• **Stated goal**:
Display each line of the data below that contains the string "berries", copied without alteration.

• **Task input**:
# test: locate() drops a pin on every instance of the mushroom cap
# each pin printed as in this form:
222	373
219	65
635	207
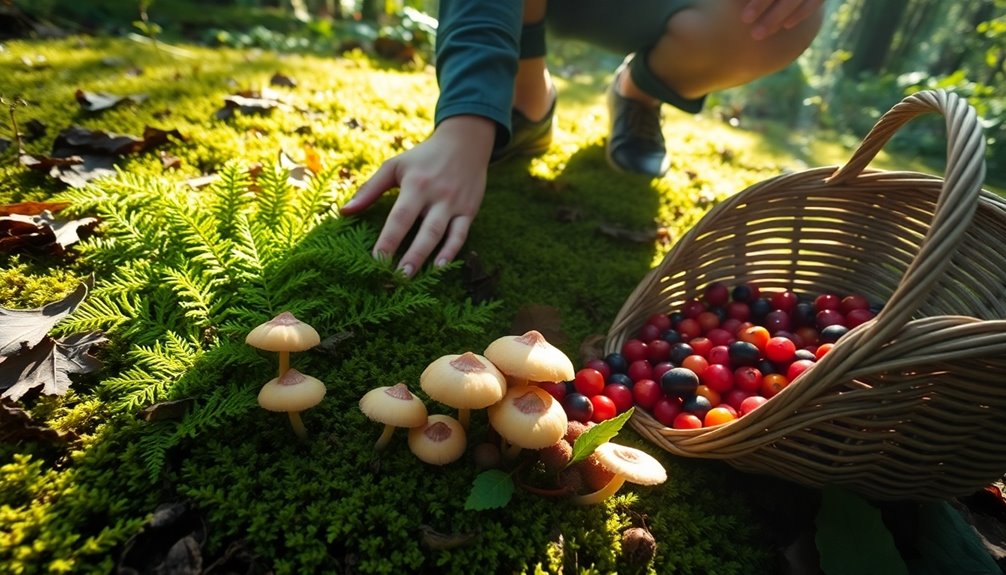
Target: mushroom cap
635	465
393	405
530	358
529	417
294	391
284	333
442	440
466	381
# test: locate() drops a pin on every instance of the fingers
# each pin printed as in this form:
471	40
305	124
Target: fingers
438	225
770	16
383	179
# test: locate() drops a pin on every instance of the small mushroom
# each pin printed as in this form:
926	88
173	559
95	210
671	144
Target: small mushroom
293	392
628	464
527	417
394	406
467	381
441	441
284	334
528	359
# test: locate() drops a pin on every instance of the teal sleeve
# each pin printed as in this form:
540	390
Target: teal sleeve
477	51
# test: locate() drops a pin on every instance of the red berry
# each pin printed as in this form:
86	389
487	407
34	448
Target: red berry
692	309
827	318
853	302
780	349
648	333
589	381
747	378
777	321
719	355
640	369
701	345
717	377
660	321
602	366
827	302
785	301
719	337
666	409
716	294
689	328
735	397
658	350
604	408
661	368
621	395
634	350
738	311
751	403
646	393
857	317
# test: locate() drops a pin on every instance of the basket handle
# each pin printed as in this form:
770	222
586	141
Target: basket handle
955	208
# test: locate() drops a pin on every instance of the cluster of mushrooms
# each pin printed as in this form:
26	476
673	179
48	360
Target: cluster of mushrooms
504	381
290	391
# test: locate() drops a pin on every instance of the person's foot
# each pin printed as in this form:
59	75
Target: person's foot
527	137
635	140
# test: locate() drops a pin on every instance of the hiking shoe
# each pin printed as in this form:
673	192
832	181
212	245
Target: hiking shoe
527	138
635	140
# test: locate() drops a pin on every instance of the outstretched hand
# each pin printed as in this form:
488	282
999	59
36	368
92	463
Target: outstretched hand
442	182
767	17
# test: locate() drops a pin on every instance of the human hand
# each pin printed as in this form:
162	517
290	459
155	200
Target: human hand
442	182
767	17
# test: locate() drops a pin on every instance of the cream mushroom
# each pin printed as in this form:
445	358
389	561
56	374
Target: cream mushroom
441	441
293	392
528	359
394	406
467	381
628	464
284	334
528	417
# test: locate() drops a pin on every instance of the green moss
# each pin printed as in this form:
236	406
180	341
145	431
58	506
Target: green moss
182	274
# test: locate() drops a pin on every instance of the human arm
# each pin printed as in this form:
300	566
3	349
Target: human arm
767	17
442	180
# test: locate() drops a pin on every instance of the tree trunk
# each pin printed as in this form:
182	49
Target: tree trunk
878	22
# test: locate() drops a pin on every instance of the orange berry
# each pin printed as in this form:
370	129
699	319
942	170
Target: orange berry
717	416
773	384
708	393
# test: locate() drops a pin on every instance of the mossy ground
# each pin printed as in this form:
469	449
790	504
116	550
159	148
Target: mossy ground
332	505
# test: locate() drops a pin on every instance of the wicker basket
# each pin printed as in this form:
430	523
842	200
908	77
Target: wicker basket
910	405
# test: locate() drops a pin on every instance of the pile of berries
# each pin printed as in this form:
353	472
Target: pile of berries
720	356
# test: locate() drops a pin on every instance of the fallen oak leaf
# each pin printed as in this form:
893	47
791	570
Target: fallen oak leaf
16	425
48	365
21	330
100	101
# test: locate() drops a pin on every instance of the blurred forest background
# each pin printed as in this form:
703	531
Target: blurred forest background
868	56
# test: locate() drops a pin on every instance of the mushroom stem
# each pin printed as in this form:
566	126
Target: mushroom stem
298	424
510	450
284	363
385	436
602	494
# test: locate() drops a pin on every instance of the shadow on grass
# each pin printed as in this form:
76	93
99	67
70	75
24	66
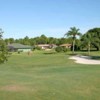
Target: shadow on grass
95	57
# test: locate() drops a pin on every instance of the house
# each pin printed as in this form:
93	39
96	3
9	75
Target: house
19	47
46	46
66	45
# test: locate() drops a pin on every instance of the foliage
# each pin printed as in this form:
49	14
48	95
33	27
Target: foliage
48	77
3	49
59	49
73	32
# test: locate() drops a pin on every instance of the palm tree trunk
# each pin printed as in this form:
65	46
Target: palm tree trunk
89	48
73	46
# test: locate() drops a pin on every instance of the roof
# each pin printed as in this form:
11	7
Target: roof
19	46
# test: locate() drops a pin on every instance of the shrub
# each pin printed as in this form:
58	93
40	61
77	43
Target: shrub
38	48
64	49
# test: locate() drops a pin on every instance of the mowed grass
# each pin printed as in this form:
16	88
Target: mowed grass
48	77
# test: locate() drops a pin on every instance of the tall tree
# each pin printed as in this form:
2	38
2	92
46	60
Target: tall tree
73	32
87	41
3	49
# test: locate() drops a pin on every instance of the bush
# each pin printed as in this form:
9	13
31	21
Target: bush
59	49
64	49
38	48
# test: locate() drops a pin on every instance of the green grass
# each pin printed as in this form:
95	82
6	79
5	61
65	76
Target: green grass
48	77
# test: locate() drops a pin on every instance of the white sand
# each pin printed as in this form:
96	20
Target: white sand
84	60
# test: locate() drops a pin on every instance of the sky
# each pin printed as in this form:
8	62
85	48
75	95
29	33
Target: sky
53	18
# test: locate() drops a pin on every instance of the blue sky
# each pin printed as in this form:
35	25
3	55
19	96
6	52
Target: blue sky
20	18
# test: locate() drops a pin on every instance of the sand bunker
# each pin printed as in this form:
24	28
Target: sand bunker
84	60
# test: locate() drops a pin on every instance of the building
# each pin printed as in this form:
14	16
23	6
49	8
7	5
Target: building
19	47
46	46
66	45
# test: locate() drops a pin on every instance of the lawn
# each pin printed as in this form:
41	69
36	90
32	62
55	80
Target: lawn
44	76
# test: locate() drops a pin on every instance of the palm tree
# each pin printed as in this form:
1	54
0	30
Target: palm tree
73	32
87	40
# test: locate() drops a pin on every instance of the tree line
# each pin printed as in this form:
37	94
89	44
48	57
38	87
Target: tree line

---

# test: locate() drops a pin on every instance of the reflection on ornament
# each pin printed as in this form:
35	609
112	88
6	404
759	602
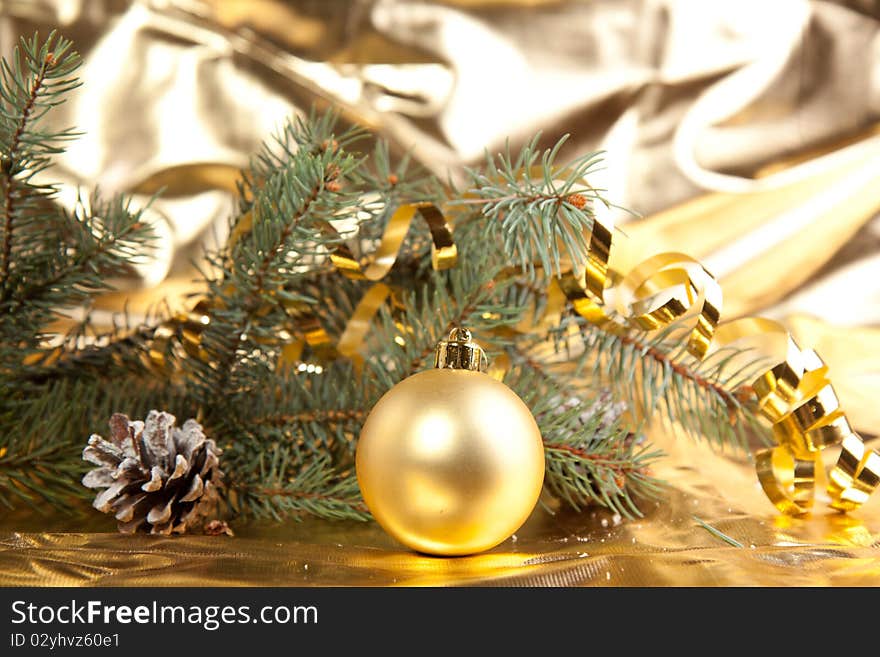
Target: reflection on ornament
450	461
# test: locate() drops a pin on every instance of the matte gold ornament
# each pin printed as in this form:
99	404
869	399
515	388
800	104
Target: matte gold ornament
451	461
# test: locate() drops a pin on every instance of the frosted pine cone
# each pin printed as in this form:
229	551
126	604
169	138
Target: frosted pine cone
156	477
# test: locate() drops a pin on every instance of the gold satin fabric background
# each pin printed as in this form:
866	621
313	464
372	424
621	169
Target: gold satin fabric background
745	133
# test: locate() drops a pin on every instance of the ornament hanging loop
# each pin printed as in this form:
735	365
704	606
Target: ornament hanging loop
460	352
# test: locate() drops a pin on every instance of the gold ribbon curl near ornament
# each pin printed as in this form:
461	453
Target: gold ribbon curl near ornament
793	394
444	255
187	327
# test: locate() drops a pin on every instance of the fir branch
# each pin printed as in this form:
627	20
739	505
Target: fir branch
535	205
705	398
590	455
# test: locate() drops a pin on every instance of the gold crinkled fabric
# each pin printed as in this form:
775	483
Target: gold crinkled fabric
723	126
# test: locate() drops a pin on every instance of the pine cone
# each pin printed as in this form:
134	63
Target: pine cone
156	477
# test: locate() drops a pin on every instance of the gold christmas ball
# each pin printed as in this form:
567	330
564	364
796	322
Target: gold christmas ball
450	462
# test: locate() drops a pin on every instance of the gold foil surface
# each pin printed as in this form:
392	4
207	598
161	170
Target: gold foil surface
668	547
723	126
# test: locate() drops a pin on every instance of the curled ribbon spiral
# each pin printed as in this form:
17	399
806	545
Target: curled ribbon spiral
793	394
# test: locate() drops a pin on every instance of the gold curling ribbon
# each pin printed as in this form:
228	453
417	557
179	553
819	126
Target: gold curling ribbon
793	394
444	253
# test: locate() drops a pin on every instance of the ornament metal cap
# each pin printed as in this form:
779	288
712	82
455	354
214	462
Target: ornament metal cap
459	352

• **Answer in full**:
# test: locate() drops a pin on every instance of the pile of berries
Target: pile of berries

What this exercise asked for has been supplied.